● Document excerpt:
________

For convenience, OIDs are usually represented in source code as
numeric identifiers, or NIDs.
OpenSSL has an internal table of OIDs that are generated when the
library is built, and their corresponding NIDs are available as
defined constants.
For the functions below, application code should treat all returned
values \(em OIDs, NIDs, or names \(em as constants.
.Pp
.Fn OBJ_nid2obj ,
.Fn OBJ_nid2ln ,
and
.Fn OBJ_nid2sn
convert the NID
.Fa n
to an
.Vt ASN1_OBJECT
structure, its long name, and its short name, respectively, or return
.Dv NULL
if an error occurred.
.Pp
.Fn OBJ_obj2nid ,
.Fn OBJ_ln2nid ,
and
.Fn OBJ_sn2nid
return the corresponding NID for the object
.Fa o ,
the long name
.Fa ln ,
or the short name
.Fa sn ,
respectively, or
.Dv NID_undef
if an error occurred.
.Pp
.Fn OBJ_txt2nid
returns the NID corresponding to text string
.Fa s .
.Fa s
can be a long name, a short name, or the numerical representation
of an object.
.Pp
.Fn OBJ_txt2obj
converts the text string
.Fa s
into an
.Vt ASN1_OBJECT
structure.
If
.Fa no_name
is 0 then long names and short names will be interpreted as well as
numerical forms.
If
.Fa no_name
is 1 only the numerical form is acceptable.
.Pp
.Fn OBJ_obj2txt
converts the
.Vt ASN1_OBJECT
.Fa a
into a textual representation.
The representation is written as a NUL terminated string to
.Fa buf .
At most
.Fa buf_len
bytes are written, truncating the result if necessary.
The total amount of space required is returned.
If
.Fa no_name
is 0 and the object has a long or short name, then that will be used,
otherwise the numerical form will be used.
.Pp
.Fn i2t_ASN1_OBJECT
is the same as
.Fn OBJ_obj2txt
with
.Fa no_name
set to 0.
.Pp
.Fn OBJ_cmp
compares
.Fa a
to
.Fa b .
If the two are identical, 0 is returned.
.Pp
.Fn OBJ_dup
returns a copy of
.Fa o .
.Pp
.Fn OBJ_create
adds a new object to the internal table.
.Fa oid
is the numerical form of the object,
.Fa sn
the short name and
.Fa ln
the long name.
A new NID is returned for the created object.
.Pp
.Fn OBJ_cleanup
cleans up the internal object table: this should be called before
an application exits if any new objects were added using
.Fn OBJ_create .
.Pp
Objects can have a short name, a long name, and a numerical
identifier (NID) associated with them.
A standard set of objects is represented in an internal table.

________

● Supplied information:
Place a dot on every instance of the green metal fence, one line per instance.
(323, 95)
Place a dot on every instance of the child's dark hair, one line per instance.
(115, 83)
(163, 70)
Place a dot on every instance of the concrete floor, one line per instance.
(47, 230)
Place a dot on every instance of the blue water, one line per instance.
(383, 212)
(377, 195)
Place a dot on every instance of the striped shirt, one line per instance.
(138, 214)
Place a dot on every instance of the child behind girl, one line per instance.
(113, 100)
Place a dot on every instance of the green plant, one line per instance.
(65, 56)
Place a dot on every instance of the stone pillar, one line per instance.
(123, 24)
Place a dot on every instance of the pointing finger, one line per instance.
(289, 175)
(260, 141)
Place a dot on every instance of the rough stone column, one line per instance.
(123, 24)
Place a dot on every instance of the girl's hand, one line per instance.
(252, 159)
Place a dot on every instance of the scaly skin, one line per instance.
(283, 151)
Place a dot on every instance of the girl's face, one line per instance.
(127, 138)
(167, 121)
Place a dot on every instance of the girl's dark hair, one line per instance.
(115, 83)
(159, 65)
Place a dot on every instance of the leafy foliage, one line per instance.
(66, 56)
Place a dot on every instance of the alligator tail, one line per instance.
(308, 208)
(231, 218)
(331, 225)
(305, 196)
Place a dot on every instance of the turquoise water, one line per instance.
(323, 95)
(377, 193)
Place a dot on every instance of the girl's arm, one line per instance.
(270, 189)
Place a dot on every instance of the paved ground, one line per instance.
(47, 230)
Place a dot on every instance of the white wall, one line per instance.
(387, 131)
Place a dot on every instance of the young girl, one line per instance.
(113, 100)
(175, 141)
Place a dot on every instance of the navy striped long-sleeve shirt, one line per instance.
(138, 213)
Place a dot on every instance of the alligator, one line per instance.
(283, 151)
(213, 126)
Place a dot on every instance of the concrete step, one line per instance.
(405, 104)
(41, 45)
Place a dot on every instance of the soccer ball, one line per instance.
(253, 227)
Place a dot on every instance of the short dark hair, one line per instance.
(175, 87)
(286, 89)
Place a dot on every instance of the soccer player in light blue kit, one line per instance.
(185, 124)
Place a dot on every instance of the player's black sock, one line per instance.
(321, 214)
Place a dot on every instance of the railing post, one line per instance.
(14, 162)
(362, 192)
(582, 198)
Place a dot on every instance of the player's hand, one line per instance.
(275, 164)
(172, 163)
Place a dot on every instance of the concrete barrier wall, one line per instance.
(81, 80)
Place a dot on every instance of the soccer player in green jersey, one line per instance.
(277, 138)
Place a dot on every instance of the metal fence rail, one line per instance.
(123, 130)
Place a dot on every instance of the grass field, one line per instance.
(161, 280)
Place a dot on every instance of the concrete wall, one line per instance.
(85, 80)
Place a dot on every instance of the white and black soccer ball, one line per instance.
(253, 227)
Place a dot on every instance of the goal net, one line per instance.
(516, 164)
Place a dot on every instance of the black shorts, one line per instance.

________

● Given task: In the OpenSSL object functions excerpt, what does OBJ_cmp return when the two objects it compares are identical?

● Exercise response: It returns 0.